● **Record excerpts**
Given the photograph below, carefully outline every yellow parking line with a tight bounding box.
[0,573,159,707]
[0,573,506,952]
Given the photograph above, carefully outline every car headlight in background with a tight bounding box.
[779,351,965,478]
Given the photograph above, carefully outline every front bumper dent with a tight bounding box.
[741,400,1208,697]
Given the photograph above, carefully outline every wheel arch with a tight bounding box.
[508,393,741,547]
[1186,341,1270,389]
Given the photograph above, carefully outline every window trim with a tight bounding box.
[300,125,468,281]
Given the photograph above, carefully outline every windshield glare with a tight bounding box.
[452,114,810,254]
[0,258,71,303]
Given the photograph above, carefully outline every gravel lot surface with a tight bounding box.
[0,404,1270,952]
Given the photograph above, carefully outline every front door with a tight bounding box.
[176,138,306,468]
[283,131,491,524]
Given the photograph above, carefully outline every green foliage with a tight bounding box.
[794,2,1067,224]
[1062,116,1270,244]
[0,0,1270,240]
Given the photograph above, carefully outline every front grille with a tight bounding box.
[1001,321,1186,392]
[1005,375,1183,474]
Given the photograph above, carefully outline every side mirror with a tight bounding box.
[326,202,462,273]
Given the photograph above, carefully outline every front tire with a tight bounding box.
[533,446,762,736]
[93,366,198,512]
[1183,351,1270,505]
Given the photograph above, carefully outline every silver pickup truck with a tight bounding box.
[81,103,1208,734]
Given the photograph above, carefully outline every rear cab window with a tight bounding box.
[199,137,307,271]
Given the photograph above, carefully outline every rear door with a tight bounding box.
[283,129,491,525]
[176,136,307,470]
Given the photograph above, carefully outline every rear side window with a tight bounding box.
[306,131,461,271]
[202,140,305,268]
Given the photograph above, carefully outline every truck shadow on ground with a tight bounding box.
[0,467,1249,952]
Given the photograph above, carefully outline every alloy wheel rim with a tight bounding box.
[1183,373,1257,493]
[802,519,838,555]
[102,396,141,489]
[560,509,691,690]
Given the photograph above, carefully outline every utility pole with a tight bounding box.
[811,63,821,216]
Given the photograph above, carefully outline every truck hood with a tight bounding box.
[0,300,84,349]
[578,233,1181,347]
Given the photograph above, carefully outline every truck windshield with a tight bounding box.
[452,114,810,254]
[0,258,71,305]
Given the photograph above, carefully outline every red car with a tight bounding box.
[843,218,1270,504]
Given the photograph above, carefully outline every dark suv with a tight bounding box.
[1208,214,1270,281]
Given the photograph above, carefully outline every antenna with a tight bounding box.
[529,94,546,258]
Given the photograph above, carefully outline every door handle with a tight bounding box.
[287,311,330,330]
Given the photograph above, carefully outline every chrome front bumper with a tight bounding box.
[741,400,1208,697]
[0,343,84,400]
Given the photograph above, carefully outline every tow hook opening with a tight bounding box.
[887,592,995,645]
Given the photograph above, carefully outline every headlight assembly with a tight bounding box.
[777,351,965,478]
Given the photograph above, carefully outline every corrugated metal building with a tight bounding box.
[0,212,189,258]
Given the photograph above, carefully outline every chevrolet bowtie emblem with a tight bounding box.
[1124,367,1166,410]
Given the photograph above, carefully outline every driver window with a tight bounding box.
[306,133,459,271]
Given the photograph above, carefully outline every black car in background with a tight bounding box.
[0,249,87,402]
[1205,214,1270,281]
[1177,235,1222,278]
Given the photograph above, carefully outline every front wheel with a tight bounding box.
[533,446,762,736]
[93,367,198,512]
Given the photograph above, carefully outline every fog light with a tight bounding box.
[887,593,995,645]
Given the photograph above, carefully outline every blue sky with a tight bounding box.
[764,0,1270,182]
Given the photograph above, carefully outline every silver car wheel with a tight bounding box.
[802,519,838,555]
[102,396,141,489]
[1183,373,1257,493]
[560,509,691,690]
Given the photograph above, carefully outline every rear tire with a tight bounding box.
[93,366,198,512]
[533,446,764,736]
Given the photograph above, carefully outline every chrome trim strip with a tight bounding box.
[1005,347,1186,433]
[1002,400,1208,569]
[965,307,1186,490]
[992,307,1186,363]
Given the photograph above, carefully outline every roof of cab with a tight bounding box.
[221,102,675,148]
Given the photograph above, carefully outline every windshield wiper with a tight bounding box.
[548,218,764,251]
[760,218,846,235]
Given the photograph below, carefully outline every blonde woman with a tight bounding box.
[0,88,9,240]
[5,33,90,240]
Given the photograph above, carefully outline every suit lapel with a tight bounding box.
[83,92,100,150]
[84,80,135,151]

● **Written request**
Scale the rows above, from the first row through the row containing "[326,202,462,273]" (both included), by rewriting every row with the requests unchanged and each bounding box coordinate in the answers multiplied by 0.2. Round each result to a whole number, with halves rounded up.

● **Result of this exercise**
Given the photograph below, carefully outline every yellow parking line with a tight bounding box.
[0,115,32,141]
[0,115,101,190]
Given the photograph above, carefully outline every car headlight in background with a tight bounding box.
[156,70,193,96]
Given the photograph above, carefully outline every front bumper dent with a tight bounding box.
[148,80,242,139]
Given the photograph above, carefully outline every wheel arch with a tight bounding box.
[102,79,148,109]
[237,68,254,78]
Given the photograph above, carefully outline every window trim with a tight bounding box.
[60,25,94,56]
Given the photograph above, carefully outline every windshield glare with a tight bounding box.
[90,23,162,51]
[0,52,14,61]
Given the photograph above, carefully outline every gravel lot surface with a tight bounding box.
[0,81,254,190]
Given the photograph above, carefully outline every front door with a tight bounding box.
[35,28,61,94]
[57,26,98,105]
Given the photograph above, carefully outline every green foliage with a tight bounding box.
[159,0,213,45]
[212,23,254,49]
[0,0,254,48]
Given the photograph above, carefully outline every front grille with a tight bounding box.
[200,64,237,78]
[201,75,237,95]
Given the photograph above, carefully outline every side mirror with a tight bounding box.
[65,40,92,55]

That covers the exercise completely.